*** Opening MATERIALS PROVIDED ***

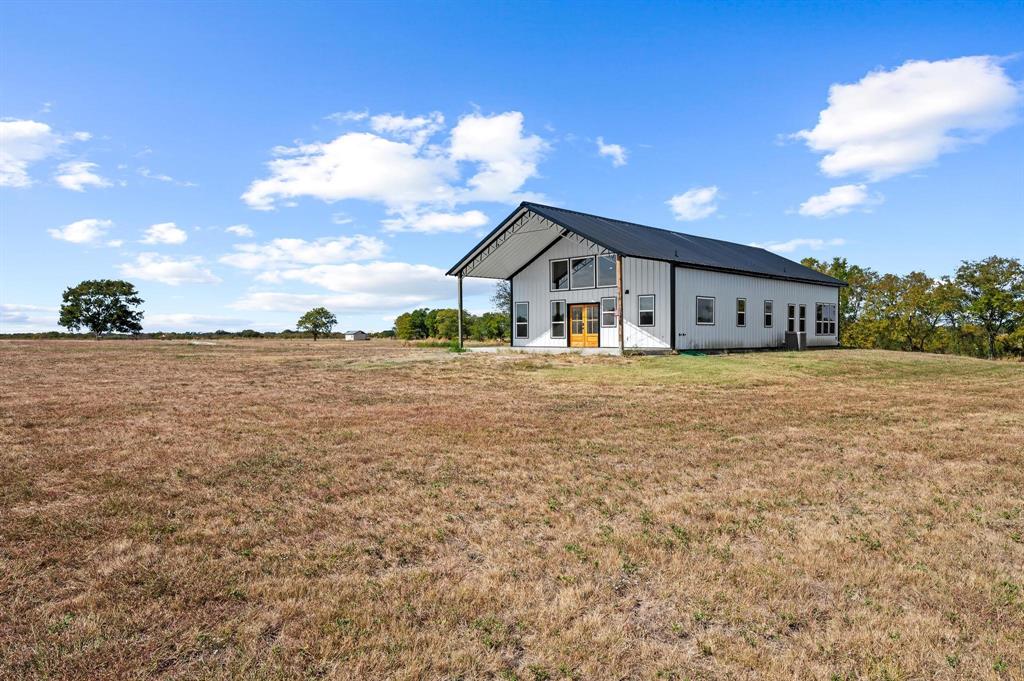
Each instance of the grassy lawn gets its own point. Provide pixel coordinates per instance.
(295, 509)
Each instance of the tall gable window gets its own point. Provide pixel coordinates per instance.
(522, 320)
(582, 272)
(824, 318)
(605, 270)
(559, 274)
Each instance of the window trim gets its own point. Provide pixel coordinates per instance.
(597, 270)
(583, 257)
(714, 310)
(551, 281)
(551, 320)
(653, 308)
(832, 326)
(516, 322)
(613, 312)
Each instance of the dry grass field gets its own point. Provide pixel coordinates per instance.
(283, 509)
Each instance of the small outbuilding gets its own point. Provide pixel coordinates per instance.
(581, 281)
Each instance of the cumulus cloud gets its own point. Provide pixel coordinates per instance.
(82, 231)
(892, 122)
(290, 252)
(800, 244)
(240, 230)
(436, 222)
(22, 143)
(839, 201)
(76, 175)
(166, 269)
(614, 152)
(394, 166)
(694, 204)
(165, 232)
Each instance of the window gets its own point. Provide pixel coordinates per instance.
(646, 306)
(559, 275)
(583, 272)
(558, 318)
(824, 318)
(607, 311)
(522, 320)
(605, 270)
(706, 310)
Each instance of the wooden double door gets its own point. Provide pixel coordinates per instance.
(585, 326)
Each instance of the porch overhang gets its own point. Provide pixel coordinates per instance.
(511, 246)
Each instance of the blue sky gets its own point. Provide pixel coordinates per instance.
(357, 151)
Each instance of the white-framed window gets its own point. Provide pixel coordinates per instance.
(645, 308)
(605, 270)
(558, 318)
(522, 320)
(706, 310)
(607, 312)
(582, 272)
(824, 318)
(559, 275)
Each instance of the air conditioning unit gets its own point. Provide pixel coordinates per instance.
(796, 340)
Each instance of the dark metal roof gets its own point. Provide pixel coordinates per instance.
(641, 241)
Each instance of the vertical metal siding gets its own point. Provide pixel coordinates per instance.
(640, 277)
(725, 288)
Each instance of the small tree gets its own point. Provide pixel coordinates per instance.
(317, 321)
(102, 306)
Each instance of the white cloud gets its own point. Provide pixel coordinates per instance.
(166, 269)
(839, 201)
(505, 158)
(436, 222)
(290, 252)
(395, 167)
(417, 130)
(798, 244)
(240, 230)
(165, 232)
(22, 143)
(82, 231)
(614, 152)
(892, 122)
(14, 317)
(374, 286)
(161, 177)
(695, 204)
(76, 175)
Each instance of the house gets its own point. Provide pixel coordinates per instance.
(581, 281)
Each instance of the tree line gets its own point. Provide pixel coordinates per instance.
(977, 310)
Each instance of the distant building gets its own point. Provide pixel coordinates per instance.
(582, 281)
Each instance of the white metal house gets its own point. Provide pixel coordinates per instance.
(582, 281)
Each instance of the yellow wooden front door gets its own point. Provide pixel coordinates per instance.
(585, 326)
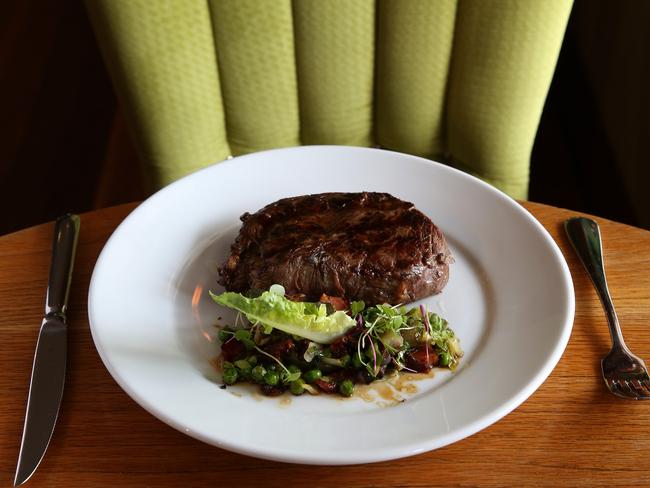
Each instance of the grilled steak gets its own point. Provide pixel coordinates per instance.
(361, 246)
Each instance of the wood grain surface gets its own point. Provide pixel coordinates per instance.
(570, 432)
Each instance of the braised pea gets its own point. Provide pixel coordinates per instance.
(312, 375)
(258, 373)
(272, 378)
(445, 359)
(230, 375)
(297, 387)
(346, 388)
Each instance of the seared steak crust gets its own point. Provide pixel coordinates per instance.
(361, 246)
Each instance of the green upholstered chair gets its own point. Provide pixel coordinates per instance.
(458, 81)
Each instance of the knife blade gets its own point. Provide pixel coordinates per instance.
(48, 370)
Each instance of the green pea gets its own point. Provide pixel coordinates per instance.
(242, 364)
(346, 388)
(312, 375)
(445, 359)
(369, 353)
(272, 378)
(230, 376)
(258, 373)
(356, 361)
(297, 387)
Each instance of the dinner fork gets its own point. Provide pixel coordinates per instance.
(625, 374)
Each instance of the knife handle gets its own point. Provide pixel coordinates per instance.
(66, 232)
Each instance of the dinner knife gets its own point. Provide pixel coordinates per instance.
(48, 370)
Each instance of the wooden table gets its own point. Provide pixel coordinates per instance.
(570, 432)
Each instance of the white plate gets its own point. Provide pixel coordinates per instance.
(509, 299)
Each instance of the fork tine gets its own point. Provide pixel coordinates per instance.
(643, 389)
(634, 389)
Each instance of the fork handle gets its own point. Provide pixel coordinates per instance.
(584, 235)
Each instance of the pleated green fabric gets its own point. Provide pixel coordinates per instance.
(414, 42)
(255, 48)
(335, 48)
(460, 81)
(502, 63)
(162, 61)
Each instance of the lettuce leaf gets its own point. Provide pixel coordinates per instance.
(302, 319)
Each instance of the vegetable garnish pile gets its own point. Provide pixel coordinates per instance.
(328, 346)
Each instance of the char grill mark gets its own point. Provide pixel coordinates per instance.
(361, 246)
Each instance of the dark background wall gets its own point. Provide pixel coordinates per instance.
(64, 147)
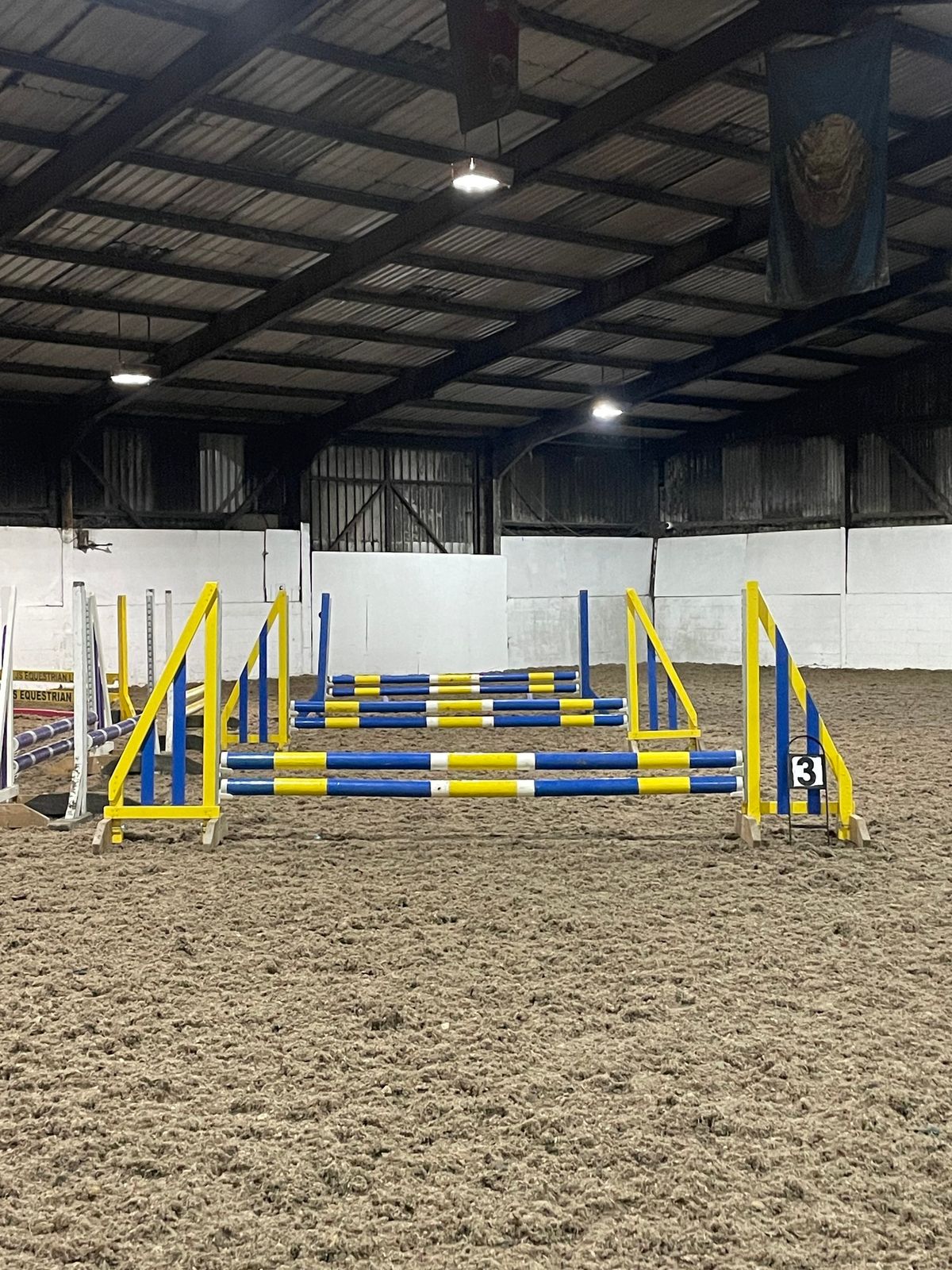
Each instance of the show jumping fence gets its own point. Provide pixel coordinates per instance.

*** Closing MATERIALS PROVIDED ***

Transcribe the lines above exactly, setting aside any picture among them.

**YOUR RESPONSE**
Each instance of the grassy lawn gets its own point. Provide pixel coordinates per instance.
(295, 509)
Each instance of the tall gable window gets its own point. Provide pixel coordinates per instance.
(522, 320)
(582, 272)
(824, 318)
(605, 270)
(559, 274)
Each instance of the window trim gets its own point. Provide pixel coordinates per instance.
(597, 270)
(583, 257)
(714, 310)
(551, 281)
(551, 320)
(653, 308)
(832, 326)
(516, 322)
(613, 312)
Each instance of the dry grass field gets its own point. Provide pixel coordinates per instance.
(283, 509)
Each instance of the small outbuilding gets its own point. Provide pixel coordinates per instance.
(581, 281)
Each instance of the cumulus cloud gets its own point. Provide pixel coordinates per instance.
(82, 231)
(892, 122)
(290, 252)
(800, 244)
(240, 230)
(436, 222)
(22, 143)
(839, 201)
(76, 175)
(166, 269)
(614, 152)
(394, 166)
(694, 204)
(165, 232)
Each instance of the window gets its own point. Provide pixel coordinates per instance.
(646, 306)
(559, 275)
(583, 272)
(558, 318)
(824, 318)
(607, 311)
(522, 320)
(605, 270)
(706, 310)
Each instance of the wooden double door gets its own point. Provide pixel coordinates per instance.
(585, 326)
Each instance of the porch overhang gets its own point. Provide pixel coordinates per instance.
(511, 246)
Each instance of the blue sky gets its own point. Provide pixel coordinates per instance.
(357, 151)
Each instance of the white-framed window gets its own point. Provide pixel coordinates per instance.
(645, 308)
(605, 270)
(558, 318)
(522, 320)
(706, 310)
(607, 312)
(582, 272)
(824, 318)
(559, 275)
Each instance of the air conditioning unit gets its own point. Provide pixel coordinates per instance.
(796, 340)
Each instance of the dark metal roof gets its own point. Provide pixel coordinates per instance.
(641, 241)
Each instance of the vertical metal siding gets its own point. Provide pixel coordinates per instance.
(640, 277)
(725, 288)
Each instance of the small tree gets its own point. Provide pixel coordinates per instance.
(317, 321)
(102, 306)
Each instance of the white cloud gets its own point. Provide pixel coordinates per instance.
(166, 269)
(839, 201)
(505, 158)
(436, 222)
(290, 252)
(395, 167)
(417, 130)
(798, 244)
(240, 230)
(165, 232)
(22, 143)
(82, 231)
(614, 152)
(892, 122)
(14, 317)
(374, 286)
(161, 177)
(695, 204)
(76, 175)
Each instance of the house gets its own point. Provide pixel coordinates per instance.
(581, 281)
Each instance of the tree line gets its own point. Provide pixel coordinates per instance.
(977, 310)
Each instance of the distant building gets its own point. Provide pixel coordinates per instance.
(582, 281)
Each instance of the white metal house gets its own point. Provide pixel coordinates per instance.
(582, 281)
Each instance of the yellow wooden front door gets its own point. Provide pixel coordinates per instance.
(585, 326)
Each instance of the grilled steak gets its own point. Provide pixel coordinates per instance.
(361, 246)
Each instance of the wood grain surface gets its own point. Provide pixel coordinates per instance.
(570, 432)
Each instance of the braised pea gets its own point. Provide pixel coordinates per instance.
(312, 375)
(258, 373)
(272, 378)
(445, 359)
(230, 375)
(297, 387)
(346, 388)
Each instance of the seared steak crust gets its own point. Provide pixel coordinates per instance.
(361, 246)
Each instance of the green upholstered chair gets its own point. Provide pixel coordinates per instance.
(458, 81)
Each instance of the knife blade gets its own point. Provide pixel coordinates per instance.
(48, 370)
Each instance of the green pea gets its own point. Provide pixel coordinates per instance.
(242, 364)
(346, 388)
(312, 375)
(445, 359)
(369, 353)
(272, 378)
(230, 376)
(258, 373)
(356, 361)
(297, 387)
Each instance of the dinner fork gets its own point. Provide pixel coordinates per instance.
(625, 374)
Each instance of the knife handle gets its own point. Provide pixel coordinates per instance.
(66, 232)
Each instance of the dinner knife gets its own point. Provide pixel coordinates per instance.
(48, 370)
Each instance of the wooden table gets its own point. Provide pixel coordinates per instance.
(570, 432)
Each instance of the white plate gets its own point. Provide pixel coordinates per instance.
(509, 299)
Each instance of the fork tine gets its own point. Provide pixel coordinates per instance.
(643, 389)
(634, 389)
Each instance of the fork handle gets its own point. Provide pixel coordinates per instance.
(584, 235)
Each instance of the pleated green fabric gets its own point. Provide pixel coordinates per instance.
(414, 42)
(255, 48)
(335, 48)
(460, 81)
(502, 63)
(162, 61)
Each instance of the lettuce leaf gets its own point. Provide pixel coordinates per instance.
(302, 319)
Each instance of the vegetable garnish pile gets its own point. Provide pixel coordinates per instance.
(328, 346)
Each instance of the char grill mark gets its own point. Provide pixel coordinates per instance.
(361, 246)
Each instance of the dark background wall gets its own point. Provide pixel coordinates per instance.
(64, 147)
Each instance of the show jumping fence gets its own point. Provide pixel coordinates per instance.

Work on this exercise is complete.